## Set exercise
Set down, in full, every record in the block.

## Information given
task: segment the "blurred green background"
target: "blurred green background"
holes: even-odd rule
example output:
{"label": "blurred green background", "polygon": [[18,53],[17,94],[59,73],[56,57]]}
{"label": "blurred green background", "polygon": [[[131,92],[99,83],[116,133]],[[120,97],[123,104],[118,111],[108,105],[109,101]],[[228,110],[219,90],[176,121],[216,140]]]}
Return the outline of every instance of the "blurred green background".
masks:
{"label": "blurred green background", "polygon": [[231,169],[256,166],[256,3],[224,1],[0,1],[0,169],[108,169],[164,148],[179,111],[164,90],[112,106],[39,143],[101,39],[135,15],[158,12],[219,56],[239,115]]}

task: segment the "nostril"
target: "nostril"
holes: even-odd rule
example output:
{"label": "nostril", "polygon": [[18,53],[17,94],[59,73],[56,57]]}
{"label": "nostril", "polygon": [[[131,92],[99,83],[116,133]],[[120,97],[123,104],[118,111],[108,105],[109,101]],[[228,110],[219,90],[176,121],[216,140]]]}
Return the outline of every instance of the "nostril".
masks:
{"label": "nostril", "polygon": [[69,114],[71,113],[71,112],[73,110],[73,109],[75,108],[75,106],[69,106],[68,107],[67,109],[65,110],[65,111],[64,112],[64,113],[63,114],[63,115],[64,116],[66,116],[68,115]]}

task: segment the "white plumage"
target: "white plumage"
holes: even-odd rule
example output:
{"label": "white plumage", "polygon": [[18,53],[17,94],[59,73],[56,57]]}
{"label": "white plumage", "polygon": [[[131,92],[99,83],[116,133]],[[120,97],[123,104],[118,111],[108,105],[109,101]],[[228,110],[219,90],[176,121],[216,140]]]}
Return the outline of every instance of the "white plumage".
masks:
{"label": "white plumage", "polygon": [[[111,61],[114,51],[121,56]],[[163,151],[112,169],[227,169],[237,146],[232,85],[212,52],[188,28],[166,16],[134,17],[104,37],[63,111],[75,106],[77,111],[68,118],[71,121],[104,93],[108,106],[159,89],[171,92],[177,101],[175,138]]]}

## Task result
task: segment the "blurred green background"
target: "blurred green background"
holes: even-odd rule
example output:
{"label": "blurred green background", "polygon": [[18,53],[17,94],[59,73],[56,57]]}
{"label": "blurred green background", "polygon": [[[131,92],[99,83],[116,133]],[[120,97],[123,104],[118,111],[108,105],[109,101]],[[228,110],[219,90],[176,121],[216,140]]]}
Return the outline of every instance of the "blurred green background".
masks:
{"label": "blurred green background", "polygon": [[231,169],[256,166],[256,3],[224,1],[0,1],[0,169],[108,169],[164,148],[179,111],[164,90],[112,106],[39,143],[101,39],[135,15],[158,12],[219,56],[239,115]]}

task: segment the "nostril"
target: "nostril"
holes: even-odd rule
example output:
{"label": "nostril", "polygon": [[18,53],[17,94],[59,73],[56,57]]}
{"label": "nostril", "polygon": [[[131,92],[99,83],[116,133]],[[120,97],[123,104],[118,111],[108,105],[109,101]],[[228,110],[219,90],[176,121],[216,140]]]}
Return the outline of every instance of the "nostril".
masks:
{"label": "nostril", "polygon": [[69,114],[71,113],[71,112],[73,110],[73,109],[75,108],[75,106],[69,106],[68,107],[67,109],[65,110],[65,111],[64,112],[64,113],[63,114],[63,115],[64,116],[66,116],[68,115]]}

task: segment the "white plumage"
target: "white plumage"
holes: even-odd rule
example output:
{"label": "white plumage", "polygon": [[18,53],[17,94],[59,73],[56,57]]}
{"label": "white plumage", "polygon": [[[131,92],[99,83],[116,133]],[[120,97],[123,104],[118,111],[108,105],[109,101]],[[228,110],[219,90],[176,121],[216,140]]]}
Return the outline of every instance of the "white plumage".
masks:
{"label": "white plumage", "polygon": [[[111,61],[114,51],[121,56]],[[163,151],[112,169],[227,169],[237,146],[232,85],[212,52],[188,28],[166,16],[134,17],[104,37],[63,111],[75,106],[77,111],[68,118],[71,121],[104,93],[108,106],[159,89],[171,92],[177,101],[175,138]]]}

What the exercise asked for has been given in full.